| Data to examine |
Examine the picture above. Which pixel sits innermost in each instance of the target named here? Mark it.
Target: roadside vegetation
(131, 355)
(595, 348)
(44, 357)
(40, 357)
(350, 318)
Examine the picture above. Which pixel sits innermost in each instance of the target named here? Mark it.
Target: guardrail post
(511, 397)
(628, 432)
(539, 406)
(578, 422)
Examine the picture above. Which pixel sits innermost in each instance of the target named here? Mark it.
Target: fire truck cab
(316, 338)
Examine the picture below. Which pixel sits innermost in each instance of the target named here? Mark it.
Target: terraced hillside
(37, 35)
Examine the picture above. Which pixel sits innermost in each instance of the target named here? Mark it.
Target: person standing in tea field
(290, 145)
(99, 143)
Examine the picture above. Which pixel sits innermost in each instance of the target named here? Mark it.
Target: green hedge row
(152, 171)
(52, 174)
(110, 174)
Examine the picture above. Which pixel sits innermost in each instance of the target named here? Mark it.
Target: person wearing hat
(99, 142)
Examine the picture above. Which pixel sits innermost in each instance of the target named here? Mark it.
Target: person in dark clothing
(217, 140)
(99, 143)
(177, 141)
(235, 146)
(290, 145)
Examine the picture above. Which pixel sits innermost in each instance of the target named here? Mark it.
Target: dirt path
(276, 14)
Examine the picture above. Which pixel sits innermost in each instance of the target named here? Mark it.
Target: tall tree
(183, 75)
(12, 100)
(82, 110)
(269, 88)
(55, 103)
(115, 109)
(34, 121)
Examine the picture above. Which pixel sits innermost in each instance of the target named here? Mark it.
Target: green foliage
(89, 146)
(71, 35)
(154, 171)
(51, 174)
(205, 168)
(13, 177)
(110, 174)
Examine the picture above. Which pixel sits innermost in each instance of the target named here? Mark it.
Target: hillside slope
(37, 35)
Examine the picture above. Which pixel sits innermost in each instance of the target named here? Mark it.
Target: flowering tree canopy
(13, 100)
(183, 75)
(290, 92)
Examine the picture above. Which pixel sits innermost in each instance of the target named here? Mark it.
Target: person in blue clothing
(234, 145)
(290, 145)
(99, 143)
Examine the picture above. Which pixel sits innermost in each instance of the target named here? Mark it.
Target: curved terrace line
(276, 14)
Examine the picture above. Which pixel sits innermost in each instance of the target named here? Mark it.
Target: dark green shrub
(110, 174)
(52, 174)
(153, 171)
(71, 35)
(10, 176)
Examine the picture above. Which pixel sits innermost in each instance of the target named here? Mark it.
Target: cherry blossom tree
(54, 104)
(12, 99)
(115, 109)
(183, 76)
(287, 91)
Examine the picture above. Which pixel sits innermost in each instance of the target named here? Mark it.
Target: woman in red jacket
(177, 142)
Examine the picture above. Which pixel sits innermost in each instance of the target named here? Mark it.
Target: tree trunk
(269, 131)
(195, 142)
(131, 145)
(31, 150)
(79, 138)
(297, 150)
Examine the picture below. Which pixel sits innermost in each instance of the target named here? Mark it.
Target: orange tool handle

| Work request |
Final part of the records: return the line that contains "Target: tree trunk" and every line after it, exactly, with no other lines added.

| Written response |
Target: tree trunk
(269, 131)
(195, 142)
(131, 145)
(31, 150)
(79, 138)
(297, 150)
Examine the picture below. Which pixel sits innermost in each instance of the target named here? Mark it.
Target: orange tool handle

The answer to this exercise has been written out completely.